# [Work to complete]
Each entry below is to be copied verbatim.

# [Input data]
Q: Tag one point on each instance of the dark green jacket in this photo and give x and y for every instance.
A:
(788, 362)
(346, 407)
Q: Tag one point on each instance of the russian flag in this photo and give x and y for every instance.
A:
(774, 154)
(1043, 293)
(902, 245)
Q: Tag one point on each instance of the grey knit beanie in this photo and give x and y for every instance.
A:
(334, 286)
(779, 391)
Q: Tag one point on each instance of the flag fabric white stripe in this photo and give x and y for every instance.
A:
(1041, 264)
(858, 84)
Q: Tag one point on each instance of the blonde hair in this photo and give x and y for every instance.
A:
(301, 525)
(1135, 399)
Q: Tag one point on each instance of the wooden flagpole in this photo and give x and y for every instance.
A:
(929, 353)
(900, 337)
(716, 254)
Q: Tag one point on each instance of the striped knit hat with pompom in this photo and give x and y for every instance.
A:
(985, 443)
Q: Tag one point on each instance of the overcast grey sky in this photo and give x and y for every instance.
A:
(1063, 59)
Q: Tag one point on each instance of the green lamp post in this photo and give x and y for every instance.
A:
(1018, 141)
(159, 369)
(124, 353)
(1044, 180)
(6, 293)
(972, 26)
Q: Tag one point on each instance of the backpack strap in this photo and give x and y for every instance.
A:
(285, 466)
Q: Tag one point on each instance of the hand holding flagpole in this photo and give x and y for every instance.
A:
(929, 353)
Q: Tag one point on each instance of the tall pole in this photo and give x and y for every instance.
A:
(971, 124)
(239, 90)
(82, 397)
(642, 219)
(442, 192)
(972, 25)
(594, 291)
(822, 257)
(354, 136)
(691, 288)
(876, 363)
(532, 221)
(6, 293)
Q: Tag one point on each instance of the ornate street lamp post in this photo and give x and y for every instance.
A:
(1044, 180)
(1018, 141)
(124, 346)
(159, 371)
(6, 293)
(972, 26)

# [Answer for the task]
Q: Tag one point on each instance of the dark green jacket in this photo and give x and y for every instance.
A:
(788, 362)
(346, 407)
Q: Tag one point on each instance of the russian flag in this photo and give x and y for every instance.
A:
(774, 154)
(1043, 293)
(902, 245)
Q: Tag one point on each instance of the grey knit beanie in this photo and give x and y for every instance.
A:
(334, 286)
(779, 391)
Q: Tag one point on each instance of the flag fabric white stripe in this photo and give x and y for every instance.
A:
(1041, 264)
(858, 84)
Q: Tag one point on each instance of the blonde hair in this photo and give x and y for every instance.
A:
(301, 525)
(1135, 399)
Q: Tag one point on each instance of the wooden flagpole in this photo and give x and y for every instance.
A:
(929, 353)
(900, 337)
(716, 254)
Q: Tag one point on each instance of the striped knit hat with pompom in this photo and give x and y for every instance.
A:
(985, 443)
Q: Tag one point on each instance of the overcast grey sky in this photo and give x and y for every instance.
A:
(1063, 59)
Q: Tag one point on each instance of the green lamp post in this photo and give x and y for every instance.
A:
(1018, 141)
(159, 369)
(124, 353)
(1044, 180)
(6, 293)
(972, 26)
Q: Tag one point on each instance of the backpack strap in this photo and give x and y for every instance.
A:
(285, 466)
Q: Tag one point on each instance of the hand holding flagpole in this photo and give x and y for every instance.
A:
(929, 353)
Q: Tag one point on each instance of the tall pole in this photo and give x and y for every instance.
A:
(971, 124)
(239, 90)
(82, 397)
(642, 219)
(442, 192)
(972, 25)
(594, 291)
(822, 257)
(354, 136)
(691, 288)
(876, 363)
(532, 221)
(6, 293)
Q: Tag one point on each instance of the ornate street lamp post in this photo and give x and y for every instance.
A:
(1044, 180)
(1018, 141)
(124, 346)
(159, 371)
(6, 293)
(972, 26)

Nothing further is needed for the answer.